Page excerpt:
[Start of Attachment]

The first widely available factory original wireless charger in the U.S. might arrive not from Tesla or one of the Chinese EV makers, but from Stellantis.
As it revealed its Ram electric truck concept last week, Ram gave a future inductive charging robot center stage.
“We know from our Real Talk tour that our customers aren’t just concerned for how long a charge will last on the road, but also how easy it is to charge,” said Ram CEO Mike Koval. “And with our upcoming new inductive robot charger, or Ram Charger, that will make home charging as easy as possible.”
Koval confirmed to Green Car Reports that the charging robot is a production-bound feature, although it’s still at the development stage.
As of now, Stellantis doesn’t have a single EV for the U.S., so the inductive charging robot is a pleasant surprise as a technology leap.
The robot, developed by EFI Automotive, intelligently detects the vehicle’s charging needs, moves into place for the charge wherever it might be in the garage, and will choose off-peak times to charge when possible.
Wireless might be a potentially confusing word to use in this case, as while the inductive charger does charge wirelessly, it’s connected to a wallbox base station via a cable. As the video below shows, the robot charger leaves the cable as a trail of its path to the ideal spot under the vehicle, likely reversing its path after the charge to keep the cable under control.
The system has been developed over the past five years, according to EFI, with intelligence from robotics subsidiary Akeoplus. It uses AI to move autonomously to the vehicle position, avoiding obstacles along the way, and stops if movement is detected. EFI says that several vehicles can be charged by the robot, as it has a (cable-limited) range of up to 32.8 feet.
The robot is set up in a way so as to completely eliminate cable handling for the owner, and the charger is suitable for light and commercial vehicles, and in home or business applications.
There’s no physical connection carrying the current from charger to vehicle. In inductive wireless charging, a current is induced on a coil of copper wire, creating an oscillating magnetic field, which is then captured by another copper coil and converted back to energy.

[End of Attachment]

Given information:
[Start of Attachment]

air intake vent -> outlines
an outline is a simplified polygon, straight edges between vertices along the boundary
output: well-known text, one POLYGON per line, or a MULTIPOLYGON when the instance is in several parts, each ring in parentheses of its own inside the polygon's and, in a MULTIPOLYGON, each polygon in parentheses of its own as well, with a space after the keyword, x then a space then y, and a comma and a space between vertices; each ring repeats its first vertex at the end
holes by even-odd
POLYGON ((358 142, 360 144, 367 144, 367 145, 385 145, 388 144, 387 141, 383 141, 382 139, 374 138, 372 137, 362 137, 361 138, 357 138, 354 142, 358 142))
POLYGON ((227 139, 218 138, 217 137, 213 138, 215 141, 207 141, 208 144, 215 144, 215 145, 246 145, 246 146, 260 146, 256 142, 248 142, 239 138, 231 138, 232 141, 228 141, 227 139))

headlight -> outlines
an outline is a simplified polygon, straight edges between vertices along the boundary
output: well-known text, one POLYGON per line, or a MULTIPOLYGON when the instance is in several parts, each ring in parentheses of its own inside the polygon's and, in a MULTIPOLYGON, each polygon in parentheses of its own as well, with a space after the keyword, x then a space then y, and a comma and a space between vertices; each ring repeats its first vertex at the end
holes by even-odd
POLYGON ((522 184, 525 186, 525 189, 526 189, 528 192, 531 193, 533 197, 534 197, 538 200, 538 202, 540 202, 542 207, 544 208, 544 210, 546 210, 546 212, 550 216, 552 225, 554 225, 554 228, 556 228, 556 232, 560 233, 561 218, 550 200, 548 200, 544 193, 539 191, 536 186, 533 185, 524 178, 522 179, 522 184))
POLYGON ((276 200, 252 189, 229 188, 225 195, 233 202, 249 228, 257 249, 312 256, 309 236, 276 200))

[End of Attachment]

Using the information:
a. Name every company or publication mentioned in the Ram charging robot article.
b. Extend the Ram charging robot article with its next few paragraphs, picking up after its final sentence.
The lines placed after the text come from a separate, unrelated source.

Answers below:
a. Tesla, Stellantis, Ram, Green Car Reports, EFI Automotive, Akeoplus

b.
One key aspect of this application is that once the robot is in place, it lifts the disc-shaped inductive pad upward to essentially make contact with the receiver pad. The company claims that the inductive charging tech in the robot achieves a 97% efficiency, better than inductive charging systems that maintain an air gap.
Ram Revolution EV concept with inductive charger
EFI also claims that with the inductive charger it can improve vehicle battery life by 15%, although it didn’t state whether that was related to the charging power, charging habits, or some combination of the two.
As of now, the robot is developed for 7 kw of charging power, and in literature distributed for CES, the company said it sees a production start in 2025—the same year a range-extended Ram is expected, based on hints that it might follow the fully electric Ram by about a year.
Robotic inductive Ram Charger for future Ram EV
The charging robot solves one of the issues with inductive charging, especially at home, which is that once the charging pad is placed, the vehicle needs to be parked in a way that’s perfectly aligned (give or take a few inches) with the pad. If bicycles or anything else in the garage are in the way and the vehicle has to park in a different position, it can’t take advantage of that charging.
Wireless charging technology could be a game-changer for electric vehicles, making them more livable on a daily basis and increasing the likelihood that owners of plug-in hybrids (or range-extended EVs) will actually plug in.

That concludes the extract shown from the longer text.